| TASK INSTRUCTIONS |
Rewrite the lines below as a numbered list, skipping any blank lines and leaving the pictures out.

[Saved entries]
-.-.-
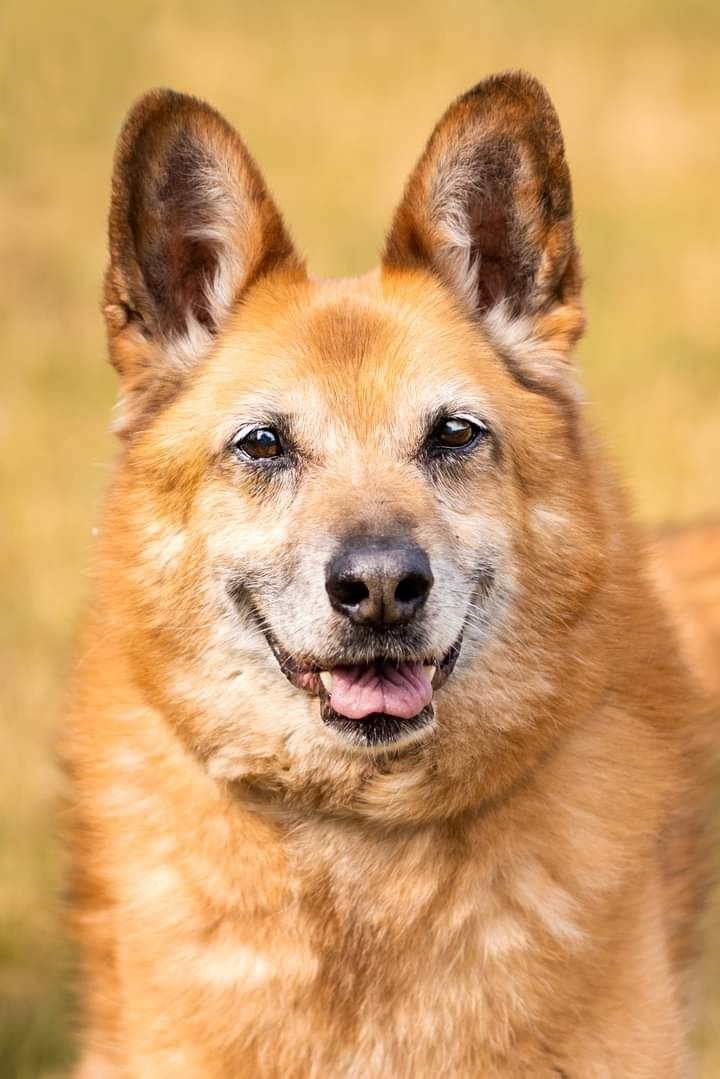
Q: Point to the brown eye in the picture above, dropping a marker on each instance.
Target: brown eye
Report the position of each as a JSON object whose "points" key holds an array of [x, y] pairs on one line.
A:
{"points": [[260, 444], [456, 433]]}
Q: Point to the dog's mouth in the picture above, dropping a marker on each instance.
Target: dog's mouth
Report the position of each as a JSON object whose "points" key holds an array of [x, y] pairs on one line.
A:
{"points": [[375, 704]]}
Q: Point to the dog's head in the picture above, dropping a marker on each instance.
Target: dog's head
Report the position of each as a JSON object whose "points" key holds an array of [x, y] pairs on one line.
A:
{"points": [[355, 522]]}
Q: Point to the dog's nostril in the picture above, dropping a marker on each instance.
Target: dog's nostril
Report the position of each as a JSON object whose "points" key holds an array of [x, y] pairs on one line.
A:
{"points": [[411, 587], [350, 592]]}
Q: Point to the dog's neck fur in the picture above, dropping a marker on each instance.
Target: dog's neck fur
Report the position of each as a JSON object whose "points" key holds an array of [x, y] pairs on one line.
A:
{"points": [[532, 904]]}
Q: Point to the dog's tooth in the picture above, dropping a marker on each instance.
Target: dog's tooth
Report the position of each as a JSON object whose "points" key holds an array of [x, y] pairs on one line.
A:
{"points": [[326, 679]]}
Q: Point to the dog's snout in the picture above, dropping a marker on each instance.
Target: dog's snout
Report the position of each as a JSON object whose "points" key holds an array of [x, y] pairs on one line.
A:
{"points": [[378, 582]]}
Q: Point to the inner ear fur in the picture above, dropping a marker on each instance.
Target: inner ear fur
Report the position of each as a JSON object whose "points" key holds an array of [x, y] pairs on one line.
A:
{"points": [[191, 228], [488, 209]]}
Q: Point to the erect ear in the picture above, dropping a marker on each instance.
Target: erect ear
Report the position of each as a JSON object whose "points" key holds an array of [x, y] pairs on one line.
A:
{"points": [[191, 228], [489, 209]]}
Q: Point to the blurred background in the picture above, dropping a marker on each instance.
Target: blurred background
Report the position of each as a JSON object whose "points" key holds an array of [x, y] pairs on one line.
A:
{"points": [[335, 100]]}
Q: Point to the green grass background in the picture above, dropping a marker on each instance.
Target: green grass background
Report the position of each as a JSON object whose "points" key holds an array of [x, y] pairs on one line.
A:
{"points": [[335, 100]]}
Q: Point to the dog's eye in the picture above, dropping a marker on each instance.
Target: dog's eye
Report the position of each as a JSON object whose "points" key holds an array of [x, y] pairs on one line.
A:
{"points": [[457, 433], [260, 444]]}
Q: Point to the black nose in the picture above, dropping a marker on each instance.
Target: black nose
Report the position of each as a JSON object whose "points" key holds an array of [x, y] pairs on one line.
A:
{"points": [[379, 582]]}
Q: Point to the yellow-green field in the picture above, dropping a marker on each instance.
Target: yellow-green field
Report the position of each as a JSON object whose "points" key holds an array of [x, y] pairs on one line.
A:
{"points": [[335, 100]]}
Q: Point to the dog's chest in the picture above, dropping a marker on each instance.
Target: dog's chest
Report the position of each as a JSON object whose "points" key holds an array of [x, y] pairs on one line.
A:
{"points": [[417, 954]]}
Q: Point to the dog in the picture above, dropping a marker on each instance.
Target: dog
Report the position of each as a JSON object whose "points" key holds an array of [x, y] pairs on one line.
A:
{"points": [[386, 760]]}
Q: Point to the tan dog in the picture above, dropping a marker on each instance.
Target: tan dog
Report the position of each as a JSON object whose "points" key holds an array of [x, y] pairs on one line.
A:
{"points": [[385, 757]]}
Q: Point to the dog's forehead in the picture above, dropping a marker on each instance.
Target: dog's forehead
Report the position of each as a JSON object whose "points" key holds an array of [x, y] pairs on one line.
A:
{"points": [[360, 346]]}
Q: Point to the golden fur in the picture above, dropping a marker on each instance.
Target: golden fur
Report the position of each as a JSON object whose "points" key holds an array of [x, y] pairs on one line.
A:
{"points": [[511, 895]]}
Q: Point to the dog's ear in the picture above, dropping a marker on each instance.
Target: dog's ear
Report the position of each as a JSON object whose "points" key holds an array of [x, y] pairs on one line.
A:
-.-.-
| RESULT FOR THIS TASK |
1. Q: Point to the brown eye in the picture above, dropping a marker on each instance.
2. Target: brown eye
3. Report the position of each as a JSON object whose "points" key holds an array of [x, y] pairs on one line.
4. A:
5. {"points": [[260, 444], [456, 433]]}
6. Q: Point to the dog's mouth in the picture above, dropping a marker on each instance.
7. Target: dog's mouth
8. Report the position of each as a JSON object whose "points" key holds an array of [x, y] pairs on one line.
9. A:
10. {"points": [[375, 704]]}
11. Q: Point to the dog's head in the picture above, dropping a marker on each instance.
12. Target: dog's head
13. Report the position of each as a JSON object whose "points" key holds an array of [x, y] pairs on one line.
14. A:
15. {"points": [[355, 522]]}
16. Q: Point to the dog's nostril in the picture above, dropping a marker on each instance.
17. Target: dog's nostril
18. Report the position of each as a JSON object whose "points" key holds an array of [x, y] pairs on one line.
19. A:
20. {"points": [[411, 587], [350, 592]]}
21. Q: Point to the dog's neck fur in the picture above, dropping a marker on each instance.
22. Target: dog's neck fur
23. Report the position of each as a JSON object whose "points" key holds an array of [x, y] pairs on one line.
24. A:
25. {"points": [[532, 904]]}
26. Q: Point to the dog's tooth in the picture above, dropping a marker on each instance.
27. Target: dog's tooth
28. Report the position of each as a JSON object whose "points" key holds an array of [x, y] pairs on one line.
29. A:
30. {"points": [[326, 679]]}
31. Q: Point to the dog's snout in the picture above, dropping a marker on each instance.
32. Target: dog's snout
33. Report the position of each as a JSON object whose "points" key holds an array of [x, y] pairs on one line.
34. A:
35. {"points": [[378, 582]]}
36. Q: Point to the inner ear fur in the picture above, dropping a marker on each instance.
37. Target: inner ear fur
38. Report the position of each as a JSON object whose "points" key holds an array of [x, y] pairs on one line.
39. A:
40. {"points": [[191, 228], [488, 209]]}
41. Q: Point to the erect ear in the picture above, dropping a marker on each instance.
42. Target: erect ear
43. Report the position of each as a JSON object whose "points" key holds an array of [x, y] pairs on one line.
44. A:
45. {"points": [[191, 228], [489, 209]]}
46. Q: Point to the blurred background in the picture above, dropping a marker on each instance.
47. Target: blurred background
48. Report the position of each as a JSON object whose "points" key holds an array of [x, y] pairs on one line.
49. A:
50. {"points": [[335, 100]]}
51. Q: Point to the green grass background in the picture above, dropping a marker on each instance.
52. Target: green grass background
53. Report the position of each as a JSON object whose "points" key holds an array of [x, y] pairs on one line.
54. A:
55. {"points": [[335, 100]]}
56. Q: Point to the dog's eye in the picture above, dropping a marker on each instance.
57. Target: dog's eye
58. Report the position of each as a JSON object whose "points" key holds an array of [x, y] pairs on one line.
59. A:
60. {"points": [[457, 433], [260, 444]]}
61. Q: Point to the black nose in the picture above, dropping a marker on each instance.
62. Target: black nose
63. Report the position of each as a JSON object whose "points" key holds an array of [x, y] pairs on one line.
64. A:
65. {"points": [[379, 582]]}
66. Q: Point to the yellow-green field in the picture above, dropping a marker on each instance.
67. Target: yellow-green field
68. Report the position of each as a JSON object whose "points" key holds an array of [x, y] pairs on one line.
69. A:
70. {"points": [[335, 100]]}
71. Q: Point to the dog's chest in the picture above, dropping a marker on each instance.
72. Target: dog's chest
73. Report the position of each as a JSON object whose "points" key holds an array of [x, y] pairs on one line.
74. A:
75. {"points": [[417, 954]]}
76. Q: Point to the dog in the picture above, dropping a marker on each instance.
77. Target: dog
78. Report the position of each as a JSON object whose "points" key holds an array of [x, y] pairs on one line.
79. A:
80. {"points": [[386, 760]]}
81. Q: Point to the tan dog in the picture above, dropping a marker on each instance.
82. Target: tan dog
83. Report the position of each as a JSON object whose "points" key holds an array of [x, y] pairs on one line.
84. A:
85. {"points": [[385, 757]]}
86. Q: Point to the dog's forehead in the picture above, dropping a marker on each instance.
87. Target: dog's forehead
88. Report the position of each as a JSON object whose "points" key holds an array of [x, y] pairs on one line.
89. A:
90. {"points": [[360, 346]]}
91. Q: Point to the golden fur in the picture above, dropping a marker on each instance.
92. Target: golden fur
93. Report the position of each as a JSON object whose "points" key holds an array of [x, y] pairs on one line.
94. A:
95. {"points": [[511, 895]]}
96. Q: Point to the dog's ear in the picture above, dropping a marker on each instance.
97. Target: dog's ear
98. Report the position of each as a JSON object whose "points" key holds an array of [x, y] pairs on one line.
99. A:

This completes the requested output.